[Bug target/51244] SH Target: Inefficient conditional branch

Tue Nov 22 23:36:00 GMT 2011

http://gcc.gnu.org/bugzilla/show_bug.cgi?id=51244

--- Comment #1 from Kazumoto Kojima <kkojima at gcc dot gnu.org> 2011-11-22 22:33:43 UTC ---
>  return (a != b || a != c) ? b : c;

test_func_0_NG and test_func_1_NG cases are related with the target
implementation of cstoresi4.
The middle end expands a complex conditional jump to cstores and
a simple conditional jumps.  For expression a != b, SH's cstoresi4
implementation uses sh.c:sh_emit_compare_and_set which generates
cmp/eq and movnegt insn, because we have no cmp/ne insn.  Then we've
got the sequence

  mov #-1,rn
  negc rn,rm
  tst #255,rm

which is essentially T_reg = T_reg.  Usually combine catches such
situation, but negc might be too complex for combine.
For this case, replacing current movnegt expander by insn, splitter
and peephole something like

(define_insn "movnegt"
  [(set (match_operand:SI 0 "arith_reg_dest" "=r")
    (plus:SI (reg:SI T_REG) (const_int -1)))
   (clobber (match_scratch:SI 1 "=&r"))
   (clobber (reg:SI T_REG))]
  ""
  "#"
 [(set_attr "length" "4")])

(define_split
  [(set (match_operand:SI 0 "arith_reg_dest" "=r")
    (plus:SI (reg:SI T_REG) (const_int -1)))
   (clobber (match_scratch:SI 1 "=&r"))
   (clobber (reg:SI T_REG))]
  "reload_completed"
  [(set (match_dup 1) (const_int -1))
   (parallel [(set (match_dup 0)
           (neg:SI (plus:SI (reg:SI T_REG)
                    (match_dup 1))))
          (set (reg:SI T_REG)
           (ne:SI (ior:SI (reg:SI T_REG) (match_dup 1))
              (const_int 0)))])]
  "")

(define_peephole2
  [(set (match_operand:SI 1 "" "") (const_int -1))
   (parallel [(set (match_operand:SI 0 "" "")
           (neg:SI (plus:SI (reg:SI T_REG)
                    (match_dup 1))))
          (set (reg:SI T_REG)
           (ne:SI (ior:SI (reg:SI T_REG) (match_dup 1))
              (const_int 0)))])
   (set (reg:SI T_REG)
    (eq:SI (match_operand:QI 3 "" "") (const_int 0)))]
  "REGNO (operands[3]) == REGNO (operands[0])
   && peep2_reg_dead_p (3, operands[0])
   && peep2_reg_dead_p (3, operands[1])"
  [(const_int 0)]
  "")

the above useless sequence could be removed, though we will miss
the chance that the -1 can be CSE-ed when the cstore value is
used.  This will cause a bit worse code for the loop like

int
foo (int *a, int x, int n)
{
  int i;
  int count;

  for (i = 0; i < n; i++)
    count += (*(a + i) != x);

  return count;
}

though it may be relatively rare.

BTW, OT, (a != b || a != c) ? b : c could be reduced to b, I think.

>  return a >= 0 && b >= 0 ? c : d;

x >= 0 is expanded to the sequence like

  ra = not x
  rb = -31
  rc = ra >> (neg rb)

◆ Dataset rows
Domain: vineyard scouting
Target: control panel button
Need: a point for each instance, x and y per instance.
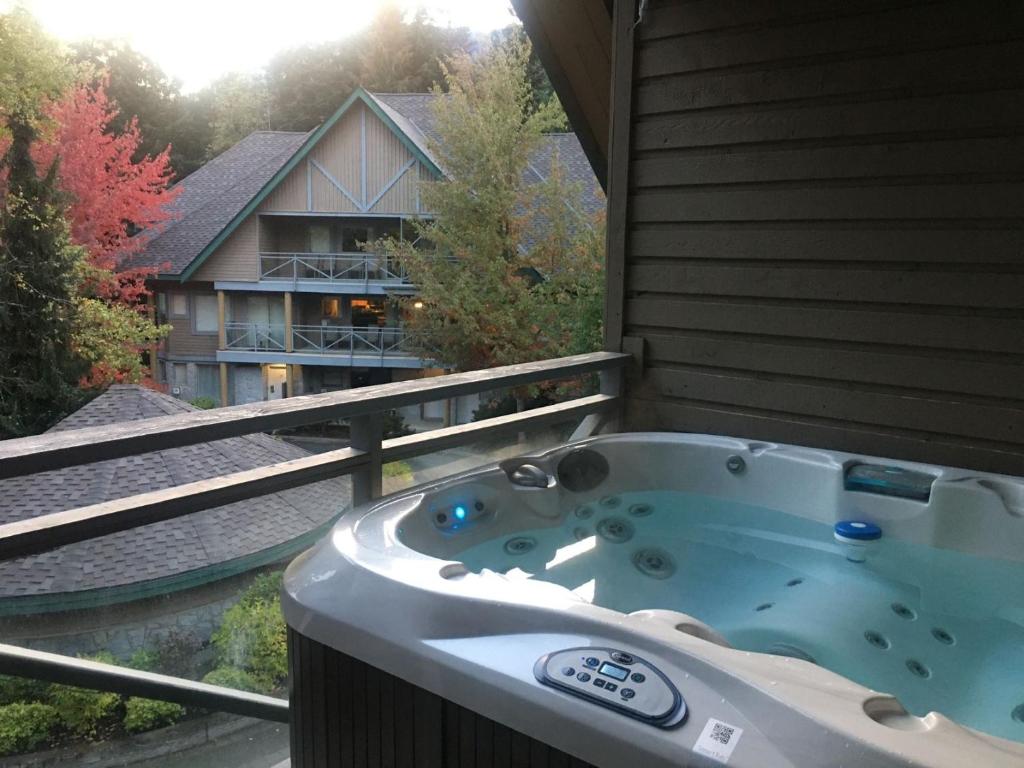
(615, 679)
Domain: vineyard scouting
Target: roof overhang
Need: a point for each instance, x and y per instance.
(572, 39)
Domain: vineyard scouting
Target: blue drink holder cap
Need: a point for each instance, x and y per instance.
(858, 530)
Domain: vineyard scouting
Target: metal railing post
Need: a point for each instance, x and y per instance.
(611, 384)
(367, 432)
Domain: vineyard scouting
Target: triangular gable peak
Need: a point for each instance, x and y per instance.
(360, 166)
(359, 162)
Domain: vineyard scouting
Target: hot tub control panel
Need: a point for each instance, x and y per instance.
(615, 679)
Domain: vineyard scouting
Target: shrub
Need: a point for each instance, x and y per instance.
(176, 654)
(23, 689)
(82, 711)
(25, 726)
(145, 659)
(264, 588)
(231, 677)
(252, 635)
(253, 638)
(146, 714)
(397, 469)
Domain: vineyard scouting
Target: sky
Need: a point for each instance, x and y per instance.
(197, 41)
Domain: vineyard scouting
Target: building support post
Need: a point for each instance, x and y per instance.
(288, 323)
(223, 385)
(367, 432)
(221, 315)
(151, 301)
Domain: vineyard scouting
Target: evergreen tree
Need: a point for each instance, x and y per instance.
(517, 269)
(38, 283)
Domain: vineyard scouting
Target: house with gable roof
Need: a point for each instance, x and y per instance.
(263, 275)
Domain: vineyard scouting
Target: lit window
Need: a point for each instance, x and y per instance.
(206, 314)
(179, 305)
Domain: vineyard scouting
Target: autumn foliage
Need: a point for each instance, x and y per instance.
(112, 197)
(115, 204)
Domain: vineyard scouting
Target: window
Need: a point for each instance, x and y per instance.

---

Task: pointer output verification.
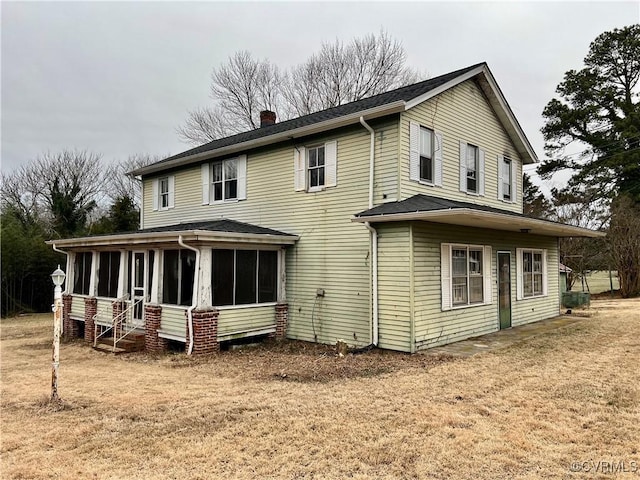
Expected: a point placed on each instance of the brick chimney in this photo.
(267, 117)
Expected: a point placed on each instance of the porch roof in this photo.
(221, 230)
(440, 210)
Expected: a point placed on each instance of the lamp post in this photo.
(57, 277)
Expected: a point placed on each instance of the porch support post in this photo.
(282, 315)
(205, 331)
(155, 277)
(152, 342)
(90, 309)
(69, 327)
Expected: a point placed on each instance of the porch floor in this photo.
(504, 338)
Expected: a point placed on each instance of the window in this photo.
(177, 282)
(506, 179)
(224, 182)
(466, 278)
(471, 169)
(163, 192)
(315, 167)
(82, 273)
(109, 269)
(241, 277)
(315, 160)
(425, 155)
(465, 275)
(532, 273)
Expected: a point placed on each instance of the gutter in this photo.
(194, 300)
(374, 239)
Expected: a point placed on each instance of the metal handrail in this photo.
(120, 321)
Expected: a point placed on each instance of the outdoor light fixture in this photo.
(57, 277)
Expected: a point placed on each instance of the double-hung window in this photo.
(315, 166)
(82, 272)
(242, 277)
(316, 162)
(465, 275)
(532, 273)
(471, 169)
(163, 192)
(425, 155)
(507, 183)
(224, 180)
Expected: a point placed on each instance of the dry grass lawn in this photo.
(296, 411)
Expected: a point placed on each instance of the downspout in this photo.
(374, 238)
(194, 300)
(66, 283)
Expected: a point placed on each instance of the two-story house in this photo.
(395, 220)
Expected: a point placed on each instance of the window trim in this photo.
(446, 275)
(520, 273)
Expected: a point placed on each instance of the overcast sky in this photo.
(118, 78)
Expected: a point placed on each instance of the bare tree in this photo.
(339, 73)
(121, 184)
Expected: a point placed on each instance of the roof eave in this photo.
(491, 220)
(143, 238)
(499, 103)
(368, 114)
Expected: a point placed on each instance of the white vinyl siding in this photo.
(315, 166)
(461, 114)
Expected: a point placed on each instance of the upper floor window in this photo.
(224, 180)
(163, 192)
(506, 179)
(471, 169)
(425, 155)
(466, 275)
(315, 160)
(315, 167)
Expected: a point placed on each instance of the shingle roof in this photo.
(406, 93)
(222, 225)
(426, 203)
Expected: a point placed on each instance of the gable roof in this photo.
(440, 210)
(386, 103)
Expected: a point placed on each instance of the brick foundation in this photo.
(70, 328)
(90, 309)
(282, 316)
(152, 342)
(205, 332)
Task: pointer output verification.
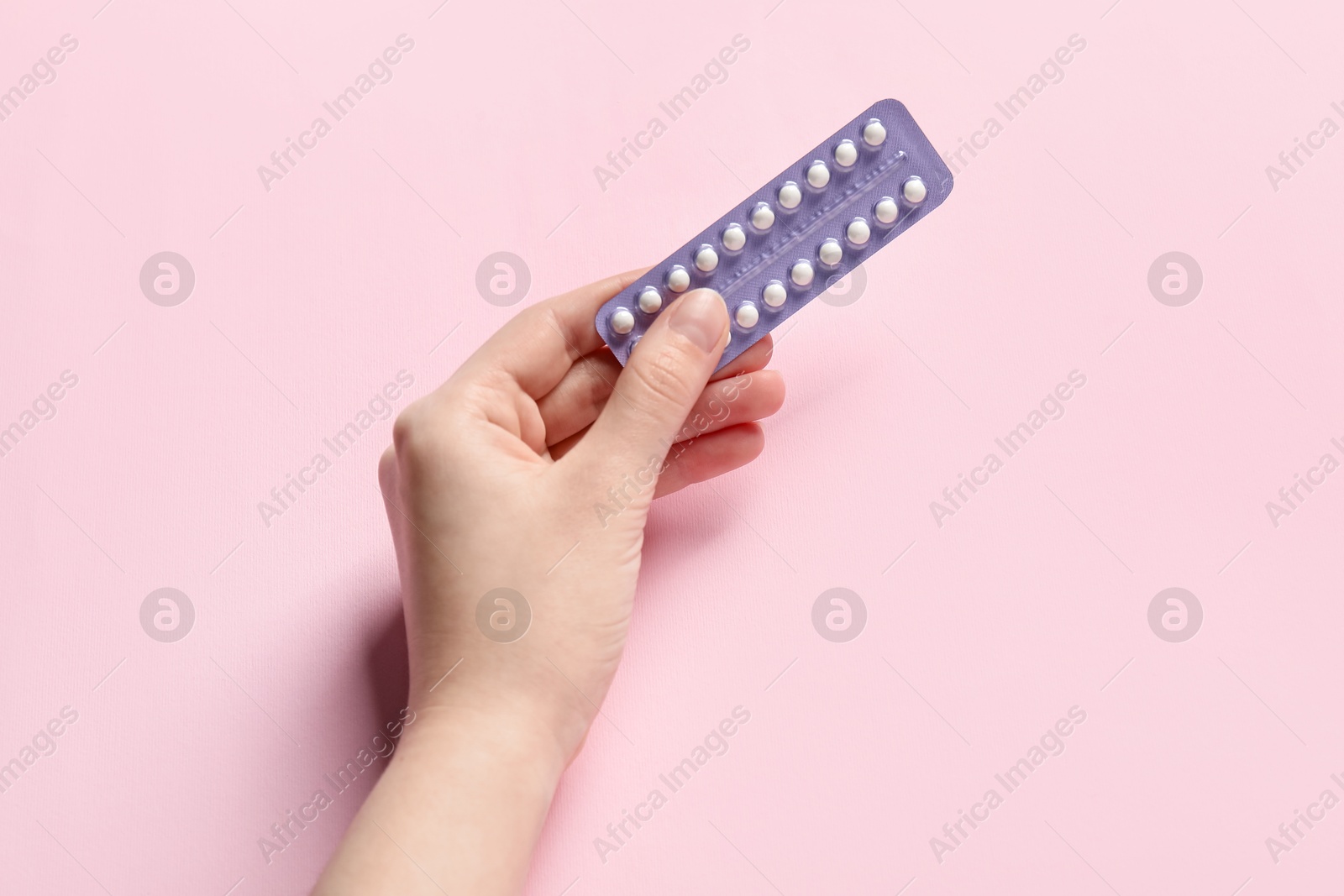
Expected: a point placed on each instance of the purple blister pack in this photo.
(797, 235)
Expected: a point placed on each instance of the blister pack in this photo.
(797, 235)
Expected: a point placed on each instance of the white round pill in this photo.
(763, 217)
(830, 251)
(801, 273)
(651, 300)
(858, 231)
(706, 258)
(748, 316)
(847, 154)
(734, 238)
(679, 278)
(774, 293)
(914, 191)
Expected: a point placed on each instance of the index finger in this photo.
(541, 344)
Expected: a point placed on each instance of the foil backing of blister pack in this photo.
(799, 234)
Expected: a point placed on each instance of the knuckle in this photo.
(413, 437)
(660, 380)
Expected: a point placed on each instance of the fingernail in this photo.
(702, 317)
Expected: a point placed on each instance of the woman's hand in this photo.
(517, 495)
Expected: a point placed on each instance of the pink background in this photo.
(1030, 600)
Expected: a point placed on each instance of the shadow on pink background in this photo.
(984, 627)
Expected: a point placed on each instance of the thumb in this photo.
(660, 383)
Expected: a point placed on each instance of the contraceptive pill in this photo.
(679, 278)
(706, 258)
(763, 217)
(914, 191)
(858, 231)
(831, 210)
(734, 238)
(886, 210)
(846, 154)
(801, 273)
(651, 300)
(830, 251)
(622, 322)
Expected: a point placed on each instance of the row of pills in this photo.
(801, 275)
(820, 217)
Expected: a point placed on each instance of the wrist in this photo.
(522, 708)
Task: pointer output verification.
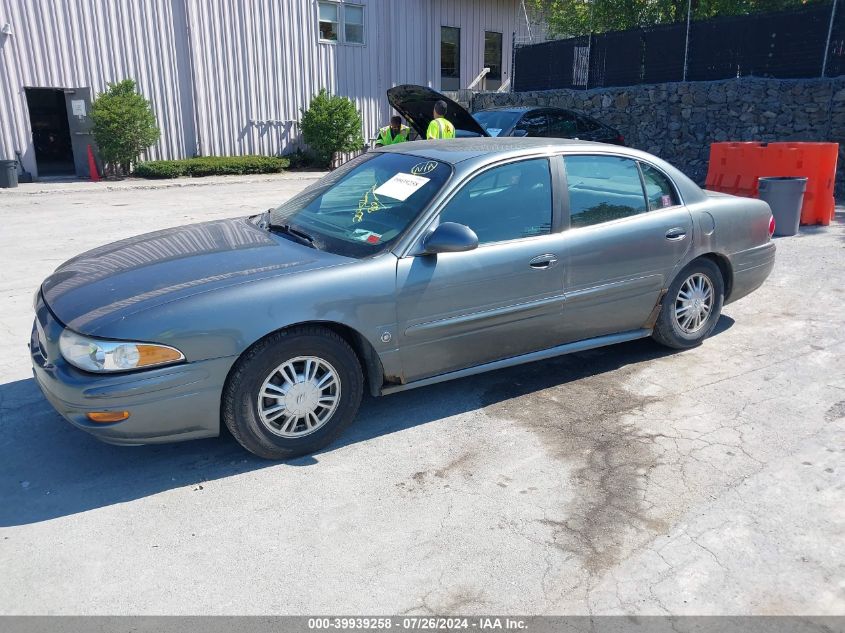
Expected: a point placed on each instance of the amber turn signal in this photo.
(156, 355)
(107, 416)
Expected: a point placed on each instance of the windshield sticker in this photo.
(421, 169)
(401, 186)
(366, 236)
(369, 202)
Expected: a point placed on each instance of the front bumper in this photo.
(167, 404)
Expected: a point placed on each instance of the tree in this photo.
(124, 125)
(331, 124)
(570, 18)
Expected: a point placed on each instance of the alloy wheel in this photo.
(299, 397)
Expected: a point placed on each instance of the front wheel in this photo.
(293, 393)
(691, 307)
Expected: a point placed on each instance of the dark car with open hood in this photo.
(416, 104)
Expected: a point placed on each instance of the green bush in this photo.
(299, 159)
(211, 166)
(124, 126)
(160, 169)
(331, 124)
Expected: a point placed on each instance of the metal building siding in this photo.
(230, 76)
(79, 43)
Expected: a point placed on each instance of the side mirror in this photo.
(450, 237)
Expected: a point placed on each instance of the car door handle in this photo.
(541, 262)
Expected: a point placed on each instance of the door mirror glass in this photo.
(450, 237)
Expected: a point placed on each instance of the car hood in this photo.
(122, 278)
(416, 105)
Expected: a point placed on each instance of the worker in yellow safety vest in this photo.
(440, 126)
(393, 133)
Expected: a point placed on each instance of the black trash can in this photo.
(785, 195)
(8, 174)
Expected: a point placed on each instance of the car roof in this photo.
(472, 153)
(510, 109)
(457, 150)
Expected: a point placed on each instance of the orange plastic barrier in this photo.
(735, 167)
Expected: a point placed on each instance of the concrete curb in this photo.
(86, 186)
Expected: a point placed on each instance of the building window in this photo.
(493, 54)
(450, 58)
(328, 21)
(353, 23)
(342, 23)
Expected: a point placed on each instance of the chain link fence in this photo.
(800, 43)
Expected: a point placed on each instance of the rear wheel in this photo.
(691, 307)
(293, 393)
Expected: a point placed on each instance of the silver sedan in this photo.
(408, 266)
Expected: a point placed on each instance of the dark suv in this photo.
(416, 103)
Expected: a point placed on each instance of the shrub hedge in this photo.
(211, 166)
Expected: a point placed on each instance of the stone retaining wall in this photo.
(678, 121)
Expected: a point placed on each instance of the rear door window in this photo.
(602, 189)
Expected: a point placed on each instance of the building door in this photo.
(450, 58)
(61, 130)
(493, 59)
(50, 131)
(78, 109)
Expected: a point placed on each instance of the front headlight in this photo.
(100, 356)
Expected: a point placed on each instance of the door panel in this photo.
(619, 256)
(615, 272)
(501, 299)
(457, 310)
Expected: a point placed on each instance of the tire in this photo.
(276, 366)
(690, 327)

◆ Exercise requirements
(1) In the bug comment, why does sh_emit_compare_and_set produce cmp/eq and movnegt for the expression a != b?
(2) Write the next part of the bug comment, starting after its last line of code.
Please leave the items alone; they play no part in this work.

◆ Answers below
(1) SH has no cmp/ne instruction.

(2)
  T = (rc == 0)
  conditional jump

and combine tries to simplify it.  combine simplifies b >= 0
successfully into shll and bt but fails to simplify a >= 0.
It seems that combine doesn't do constant propagation well and
misses the constant -31.  In this case, a peephole like

(define_peephole2
  [(set (match_operand:SI 0 "arith_reg_dest" "")
    (not:SI (match_operand:SI 1 "arith_reg_operand" "")))
   (set (match_operand:SI 2 "arith_reg_dest" "") (const_int -31))
   (set (match_operand:SI 3 "arith_reg_dest" "")
    (lshiftrt:SI (match_dup 0) (neg:SI (match_dup 2))))
   (set (reg:SI T_REG)
    (eq:SI (match_operand:QI 4 "arith_reg_operand" "")
           (const_int 0)))
   (set (pc)
    (if_then_else (match_operator 5 "comparison_operator"
            [(reg:SI T_REG) (const_int 0)])
              (label_ref (match_operand 6 "" ""))
              (pc)))]
  "REGNO (operands[3]) == REGNO (operands[4])
   && peep2_reg_dead_p (4, operands[0])
   && (peep2_reg_dead_p (4, operands[3])
       || rtx_equal_p (operands[2], operands[3]))
   && peep2_regno_dead_p (5, T_REG)"
  [(set (match_dup 2) (const_int -31))
   (set (reg:SI T_REG) (ge:SI (match_dup 1) (const_int 0)))
   (set (pc)
    (if_then_else (match_op_dup 7 [(reg:SI T_REG) (const_int 0)])
              (label_ref (match_dup 6))
              (pc)))]
  "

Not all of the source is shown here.